• Aufgabe: Zitieren Sie aus dem folgenden Textauszug über die Lager und die Vertreibung der Deutschen wörtlich den Abschnitt von „Letztlich erreichte der“ bis einschließlich „auch das erledigt.“.

• Textauszug:
Längst war da bekannt, daß sich die Lager zu regelrechten Sklavenmärkten entwickelt hatten. Die Deutschen wurden zur Zwangsarbeit im oberschlesischen Industriegebiet, zu Aufräumarbeiten in Warschau, vor allem aber in der Landwirtschaft eingesetzt. Dabei kassierte der Geheimdienst von den „Arbeitgebern“ einen Mietpreis. Das Geschäft war – außer für die Gefangenen – so lukrativ, daß die beteiligten Polen versuchten, die Umsetzung der per Dekret vom 13. September 1946 verfügten Ausweisung und Vertreibung aller Deutschen zu verzögern.

Letztlich erreichte der polnische Staatsterror sein Ziel. Die überlebenden Deutschen, abgesehen von wenigen für das Überleben der Volkswirtschaft unverzichtbaren Spezialisten und zum „Entdeutschen“ vorgesehenen katholischen Oberschlesiern, waren aus den jetzt polnisch verwalteten Gebieten abgeschoben worden. Jetzt konnte sich der Geheimdienst der Unterdrückung des polnischen Widerstands zuwenden. Mit der Ermordung der letzten sieben Partisanen – 1947 gab es noch 46.000 bewaffnete Untergrundkämpfer – in den Wäldern bei Warschau war 1953 auch das erledigt.

• Extrahierte Zeilen:

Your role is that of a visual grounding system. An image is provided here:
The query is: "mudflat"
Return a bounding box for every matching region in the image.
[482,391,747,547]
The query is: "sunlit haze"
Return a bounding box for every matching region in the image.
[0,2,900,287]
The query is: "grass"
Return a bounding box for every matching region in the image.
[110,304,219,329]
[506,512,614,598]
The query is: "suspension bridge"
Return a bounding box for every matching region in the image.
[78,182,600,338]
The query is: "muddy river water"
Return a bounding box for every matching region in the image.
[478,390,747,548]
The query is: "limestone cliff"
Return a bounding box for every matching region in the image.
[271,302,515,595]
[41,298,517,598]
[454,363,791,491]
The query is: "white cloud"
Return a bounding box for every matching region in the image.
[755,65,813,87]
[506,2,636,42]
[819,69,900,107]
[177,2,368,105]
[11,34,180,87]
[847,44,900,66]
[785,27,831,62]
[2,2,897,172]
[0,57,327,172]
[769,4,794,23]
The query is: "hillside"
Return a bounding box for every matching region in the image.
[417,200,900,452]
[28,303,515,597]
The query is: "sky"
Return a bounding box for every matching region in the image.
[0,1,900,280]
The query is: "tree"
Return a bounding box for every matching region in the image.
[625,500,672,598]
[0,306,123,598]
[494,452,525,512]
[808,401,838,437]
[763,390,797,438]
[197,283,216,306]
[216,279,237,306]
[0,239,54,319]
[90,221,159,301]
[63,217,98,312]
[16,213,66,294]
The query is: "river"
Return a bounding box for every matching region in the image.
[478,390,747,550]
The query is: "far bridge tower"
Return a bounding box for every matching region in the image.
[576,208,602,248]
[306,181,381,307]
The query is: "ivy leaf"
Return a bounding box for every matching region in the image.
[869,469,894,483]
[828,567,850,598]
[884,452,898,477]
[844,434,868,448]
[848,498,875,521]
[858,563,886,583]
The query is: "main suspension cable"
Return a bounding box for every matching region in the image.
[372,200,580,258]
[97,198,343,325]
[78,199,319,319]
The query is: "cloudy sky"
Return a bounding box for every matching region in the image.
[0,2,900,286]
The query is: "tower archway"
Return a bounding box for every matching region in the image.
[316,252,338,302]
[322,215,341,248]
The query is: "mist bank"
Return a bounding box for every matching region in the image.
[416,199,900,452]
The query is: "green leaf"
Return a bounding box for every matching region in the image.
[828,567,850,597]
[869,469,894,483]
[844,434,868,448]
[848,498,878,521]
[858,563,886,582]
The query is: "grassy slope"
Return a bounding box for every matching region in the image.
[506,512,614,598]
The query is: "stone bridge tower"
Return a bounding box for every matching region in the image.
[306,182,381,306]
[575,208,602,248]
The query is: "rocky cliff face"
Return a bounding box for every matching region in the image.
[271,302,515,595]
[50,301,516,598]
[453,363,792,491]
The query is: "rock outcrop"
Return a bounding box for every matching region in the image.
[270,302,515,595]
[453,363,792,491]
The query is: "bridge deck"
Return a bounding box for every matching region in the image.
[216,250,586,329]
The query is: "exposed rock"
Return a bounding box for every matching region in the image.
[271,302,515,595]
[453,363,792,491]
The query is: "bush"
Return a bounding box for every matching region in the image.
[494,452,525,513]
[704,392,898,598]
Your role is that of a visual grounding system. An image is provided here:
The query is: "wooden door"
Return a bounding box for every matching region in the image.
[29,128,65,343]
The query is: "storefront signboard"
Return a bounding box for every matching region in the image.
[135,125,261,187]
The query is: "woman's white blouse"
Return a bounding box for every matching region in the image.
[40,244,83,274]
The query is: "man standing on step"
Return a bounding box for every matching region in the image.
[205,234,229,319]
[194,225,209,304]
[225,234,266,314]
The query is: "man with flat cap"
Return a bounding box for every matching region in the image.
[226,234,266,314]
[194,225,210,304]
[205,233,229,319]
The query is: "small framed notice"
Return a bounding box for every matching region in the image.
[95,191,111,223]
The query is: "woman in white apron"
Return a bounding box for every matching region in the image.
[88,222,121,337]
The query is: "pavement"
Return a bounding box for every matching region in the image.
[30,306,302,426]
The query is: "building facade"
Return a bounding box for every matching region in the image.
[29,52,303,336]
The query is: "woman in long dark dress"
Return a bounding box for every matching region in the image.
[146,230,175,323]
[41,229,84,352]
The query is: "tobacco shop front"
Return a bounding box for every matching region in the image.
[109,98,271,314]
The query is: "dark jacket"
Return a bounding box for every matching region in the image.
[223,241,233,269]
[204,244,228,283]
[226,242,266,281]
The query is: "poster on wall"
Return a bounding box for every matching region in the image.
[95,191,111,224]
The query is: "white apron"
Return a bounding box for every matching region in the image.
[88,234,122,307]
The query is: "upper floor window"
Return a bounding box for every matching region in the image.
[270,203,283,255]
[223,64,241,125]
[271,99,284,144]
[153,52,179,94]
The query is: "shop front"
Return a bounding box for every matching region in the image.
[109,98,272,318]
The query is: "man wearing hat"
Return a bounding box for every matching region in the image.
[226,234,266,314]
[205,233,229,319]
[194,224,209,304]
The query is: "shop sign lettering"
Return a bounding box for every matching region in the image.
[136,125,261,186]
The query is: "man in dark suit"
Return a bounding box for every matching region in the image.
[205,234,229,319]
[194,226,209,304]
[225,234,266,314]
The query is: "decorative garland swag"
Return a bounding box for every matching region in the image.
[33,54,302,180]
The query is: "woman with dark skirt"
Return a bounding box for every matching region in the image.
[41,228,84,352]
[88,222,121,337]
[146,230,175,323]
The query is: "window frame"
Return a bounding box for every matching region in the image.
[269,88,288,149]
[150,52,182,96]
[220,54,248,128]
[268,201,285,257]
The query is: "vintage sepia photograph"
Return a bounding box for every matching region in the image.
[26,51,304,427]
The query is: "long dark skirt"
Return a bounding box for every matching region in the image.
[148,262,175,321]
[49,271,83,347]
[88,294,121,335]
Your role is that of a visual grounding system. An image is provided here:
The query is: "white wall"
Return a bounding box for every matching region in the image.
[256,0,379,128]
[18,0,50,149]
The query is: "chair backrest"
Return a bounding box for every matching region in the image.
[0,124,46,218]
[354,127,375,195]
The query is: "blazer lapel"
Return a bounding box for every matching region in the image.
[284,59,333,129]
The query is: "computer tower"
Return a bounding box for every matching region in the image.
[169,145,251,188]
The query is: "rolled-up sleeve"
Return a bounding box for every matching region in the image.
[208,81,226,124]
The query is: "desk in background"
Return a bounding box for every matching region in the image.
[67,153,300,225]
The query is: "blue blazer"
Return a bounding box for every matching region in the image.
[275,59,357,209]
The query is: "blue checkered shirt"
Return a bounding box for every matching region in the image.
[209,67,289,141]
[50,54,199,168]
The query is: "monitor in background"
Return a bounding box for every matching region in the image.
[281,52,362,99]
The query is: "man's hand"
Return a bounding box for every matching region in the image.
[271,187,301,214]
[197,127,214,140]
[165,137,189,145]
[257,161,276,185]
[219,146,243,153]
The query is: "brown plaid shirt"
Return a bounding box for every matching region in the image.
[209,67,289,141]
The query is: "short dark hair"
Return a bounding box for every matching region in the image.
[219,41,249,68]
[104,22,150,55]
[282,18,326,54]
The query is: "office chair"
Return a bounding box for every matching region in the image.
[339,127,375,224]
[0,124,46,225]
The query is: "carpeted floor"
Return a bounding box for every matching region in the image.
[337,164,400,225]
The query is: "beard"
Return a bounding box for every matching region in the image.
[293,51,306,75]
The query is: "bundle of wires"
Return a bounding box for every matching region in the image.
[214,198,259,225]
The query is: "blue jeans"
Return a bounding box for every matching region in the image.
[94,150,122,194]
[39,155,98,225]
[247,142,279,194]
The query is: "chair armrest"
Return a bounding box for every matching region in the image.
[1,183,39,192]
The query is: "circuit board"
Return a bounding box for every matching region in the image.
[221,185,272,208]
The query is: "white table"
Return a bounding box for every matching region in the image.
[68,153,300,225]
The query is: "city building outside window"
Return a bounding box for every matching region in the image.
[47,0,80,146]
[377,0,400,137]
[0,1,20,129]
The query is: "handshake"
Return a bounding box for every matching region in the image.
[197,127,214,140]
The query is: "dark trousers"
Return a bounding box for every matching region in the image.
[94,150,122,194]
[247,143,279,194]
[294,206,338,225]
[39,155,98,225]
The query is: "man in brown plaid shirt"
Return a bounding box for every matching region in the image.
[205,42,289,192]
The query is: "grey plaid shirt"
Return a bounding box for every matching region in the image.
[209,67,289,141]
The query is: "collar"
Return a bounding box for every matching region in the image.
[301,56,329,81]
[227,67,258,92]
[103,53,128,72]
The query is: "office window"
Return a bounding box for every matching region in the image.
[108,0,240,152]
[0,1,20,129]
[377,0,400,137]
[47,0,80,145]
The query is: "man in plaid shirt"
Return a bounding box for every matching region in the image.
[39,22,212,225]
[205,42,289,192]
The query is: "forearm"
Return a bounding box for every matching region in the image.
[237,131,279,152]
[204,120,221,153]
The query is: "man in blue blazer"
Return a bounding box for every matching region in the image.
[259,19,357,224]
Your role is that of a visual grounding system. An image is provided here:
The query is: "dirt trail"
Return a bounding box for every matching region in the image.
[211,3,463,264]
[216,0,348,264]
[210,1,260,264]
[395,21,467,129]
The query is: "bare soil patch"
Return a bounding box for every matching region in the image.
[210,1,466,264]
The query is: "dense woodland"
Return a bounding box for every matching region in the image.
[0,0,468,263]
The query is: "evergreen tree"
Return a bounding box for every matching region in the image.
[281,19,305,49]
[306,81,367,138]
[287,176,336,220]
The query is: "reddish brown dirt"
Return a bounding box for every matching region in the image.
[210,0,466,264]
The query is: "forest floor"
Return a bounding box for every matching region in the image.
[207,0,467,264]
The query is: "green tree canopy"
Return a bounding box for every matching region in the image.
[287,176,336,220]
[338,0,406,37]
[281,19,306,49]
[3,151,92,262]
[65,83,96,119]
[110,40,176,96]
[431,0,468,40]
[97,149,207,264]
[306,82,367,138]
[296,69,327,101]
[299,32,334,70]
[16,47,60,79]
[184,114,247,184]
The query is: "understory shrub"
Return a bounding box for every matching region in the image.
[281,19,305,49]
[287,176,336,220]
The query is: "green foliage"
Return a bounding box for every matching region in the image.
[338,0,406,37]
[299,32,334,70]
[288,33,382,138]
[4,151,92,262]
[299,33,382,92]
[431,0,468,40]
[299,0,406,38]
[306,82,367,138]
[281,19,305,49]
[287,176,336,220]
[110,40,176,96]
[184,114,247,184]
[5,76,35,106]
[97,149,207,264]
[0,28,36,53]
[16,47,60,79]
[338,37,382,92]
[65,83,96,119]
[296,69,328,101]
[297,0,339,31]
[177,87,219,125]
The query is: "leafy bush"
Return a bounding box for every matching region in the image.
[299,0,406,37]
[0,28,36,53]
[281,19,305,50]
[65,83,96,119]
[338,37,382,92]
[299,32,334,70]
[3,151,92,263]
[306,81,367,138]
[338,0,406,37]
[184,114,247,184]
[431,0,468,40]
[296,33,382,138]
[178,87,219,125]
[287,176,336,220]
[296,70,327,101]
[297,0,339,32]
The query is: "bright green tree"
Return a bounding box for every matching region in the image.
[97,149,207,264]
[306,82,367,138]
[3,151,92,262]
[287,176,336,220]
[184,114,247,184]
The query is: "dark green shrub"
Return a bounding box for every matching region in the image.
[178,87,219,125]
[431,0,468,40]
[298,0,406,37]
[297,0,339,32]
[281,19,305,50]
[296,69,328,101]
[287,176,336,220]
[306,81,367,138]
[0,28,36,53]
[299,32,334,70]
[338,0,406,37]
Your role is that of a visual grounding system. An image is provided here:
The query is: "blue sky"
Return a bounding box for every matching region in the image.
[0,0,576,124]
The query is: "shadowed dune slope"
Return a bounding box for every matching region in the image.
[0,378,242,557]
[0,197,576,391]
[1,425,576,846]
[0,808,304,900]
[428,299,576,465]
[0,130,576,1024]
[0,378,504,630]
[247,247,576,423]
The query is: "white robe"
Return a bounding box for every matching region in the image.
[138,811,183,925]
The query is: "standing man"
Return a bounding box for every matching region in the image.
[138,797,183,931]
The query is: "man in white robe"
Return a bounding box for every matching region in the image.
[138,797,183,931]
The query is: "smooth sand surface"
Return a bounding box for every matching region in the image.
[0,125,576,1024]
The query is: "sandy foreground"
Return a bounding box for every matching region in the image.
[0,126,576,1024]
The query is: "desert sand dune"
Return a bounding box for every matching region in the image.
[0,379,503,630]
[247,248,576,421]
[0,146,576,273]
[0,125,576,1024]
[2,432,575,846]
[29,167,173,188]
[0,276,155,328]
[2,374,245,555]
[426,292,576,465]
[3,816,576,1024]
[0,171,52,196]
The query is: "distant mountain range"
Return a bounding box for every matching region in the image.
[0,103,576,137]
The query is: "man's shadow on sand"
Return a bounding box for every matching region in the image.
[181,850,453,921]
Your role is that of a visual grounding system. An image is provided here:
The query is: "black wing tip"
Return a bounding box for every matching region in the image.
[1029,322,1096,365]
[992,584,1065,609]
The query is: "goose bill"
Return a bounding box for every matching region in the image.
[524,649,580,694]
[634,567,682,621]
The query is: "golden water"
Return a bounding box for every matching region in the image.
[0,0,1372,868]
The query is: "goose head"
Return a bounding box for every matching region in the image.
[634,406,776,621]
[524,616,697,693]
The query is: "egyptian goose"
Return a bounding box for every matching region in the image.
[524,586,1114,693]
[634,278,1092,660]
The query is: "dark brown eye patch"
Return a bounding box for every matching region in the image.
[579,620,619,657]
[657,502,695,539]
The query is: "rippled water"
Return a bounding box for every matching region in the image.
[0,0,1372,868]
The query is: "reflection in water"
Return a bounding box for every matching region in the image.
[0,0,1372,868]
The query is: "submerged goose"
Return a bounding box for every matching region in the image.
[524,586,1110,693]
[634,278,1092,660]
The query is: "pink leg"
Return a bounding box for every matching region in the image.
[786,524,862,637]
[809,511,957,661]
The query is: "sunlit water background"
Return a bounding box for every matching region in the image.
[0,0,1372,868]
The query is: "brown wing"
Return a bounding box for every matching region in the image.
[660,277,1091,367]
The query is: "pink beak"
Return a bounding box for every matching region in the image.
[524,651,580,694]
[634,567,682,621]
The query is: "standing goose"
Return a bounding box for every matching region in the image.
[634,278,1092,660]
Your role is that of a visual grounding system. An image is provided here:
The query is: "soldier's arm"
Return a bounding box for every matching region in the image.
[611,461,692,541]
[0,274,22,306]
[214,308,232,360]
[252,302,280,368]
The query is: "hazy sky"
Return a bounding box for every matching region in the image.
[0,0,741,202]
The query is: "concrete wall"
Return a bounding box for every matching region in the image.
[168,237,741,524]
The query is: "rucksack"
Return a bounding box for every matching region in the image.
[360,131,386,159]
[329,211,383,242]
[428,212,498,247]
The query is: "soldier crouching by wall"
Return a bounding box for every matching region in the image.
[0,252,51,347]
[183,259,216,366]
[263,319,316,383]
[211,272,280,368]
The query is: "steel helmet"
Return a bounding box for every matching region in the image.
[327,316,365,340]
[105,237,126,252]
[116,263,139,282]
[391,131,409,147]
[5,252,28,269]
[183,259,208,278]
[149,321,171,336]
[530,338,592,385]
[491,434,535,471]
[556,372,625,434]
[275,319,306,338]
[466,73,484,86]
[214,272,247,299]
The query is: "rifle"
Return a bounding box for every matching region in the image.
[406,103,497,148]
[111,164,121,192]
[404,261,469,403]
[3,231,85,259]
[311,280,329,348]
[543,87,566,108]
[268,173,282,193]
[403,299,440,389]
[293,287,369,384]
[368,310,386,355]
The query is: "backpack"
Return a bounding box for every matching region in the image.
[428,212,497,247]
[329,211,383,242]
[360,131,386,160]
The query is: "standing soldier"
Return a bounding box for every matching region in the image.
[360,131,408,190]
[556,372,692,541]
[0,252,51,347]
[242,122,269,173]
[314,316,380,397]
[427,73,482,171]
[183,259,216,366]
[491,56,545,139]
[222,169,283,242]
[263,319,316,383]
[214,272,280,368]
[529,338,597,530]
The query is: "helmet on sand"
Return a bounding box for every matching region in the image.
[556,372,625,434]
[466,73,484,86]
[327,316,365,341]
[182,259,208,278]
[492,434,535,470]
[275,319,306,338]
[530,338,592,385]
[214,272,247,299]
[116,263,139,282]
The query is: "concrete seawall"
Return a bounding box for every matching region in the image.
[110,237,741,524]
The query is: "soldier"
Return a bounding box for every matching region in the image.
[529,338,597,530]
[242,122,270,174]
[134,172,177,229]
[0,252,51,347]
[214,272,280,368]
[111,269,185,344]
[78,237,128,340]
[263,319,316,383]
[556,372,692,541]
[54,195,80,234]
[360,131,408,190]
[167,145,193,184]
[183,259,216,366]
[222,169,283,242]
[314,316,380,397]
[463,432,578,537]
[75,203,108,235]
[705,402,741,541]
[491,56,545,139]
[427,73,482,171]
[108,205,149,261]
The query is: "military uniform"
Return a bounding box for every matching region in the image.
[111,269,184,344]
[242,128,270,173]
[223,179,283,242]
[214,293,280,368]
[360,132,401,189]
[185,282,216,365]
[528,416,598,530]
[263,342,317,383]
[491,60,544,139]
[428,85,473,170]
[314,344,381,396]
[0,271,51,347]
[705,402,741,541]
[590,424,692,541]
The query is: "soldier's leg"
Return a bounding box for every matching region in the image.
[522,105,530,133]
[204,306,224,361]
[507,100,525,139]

• Antwort:
Letztlich erreichte der polnische Staatsterror sein Ziel. Die überlebenden Deutschen, abgesehen von wenigen für das Überleben der Volkswirtschaft unverzichtbaren Spezialisten und zum „Entdeutschen“ vorgesehenen katholischen Oberschlesiern, waren aus den jetzt polnisch verwalteten Gebieten abgeschoben worden. Jetzt konnte sich der Geheimdienst der Unterdrückung des polnischen Widerstands zuwenden. Mit der Ermordung der letzten sieben Partisanen – 1947 gab es noch 46.000 bewaffnete Untergrundkämpfer – in den Wäldern bei Warschau war 1953 auch das erledigt.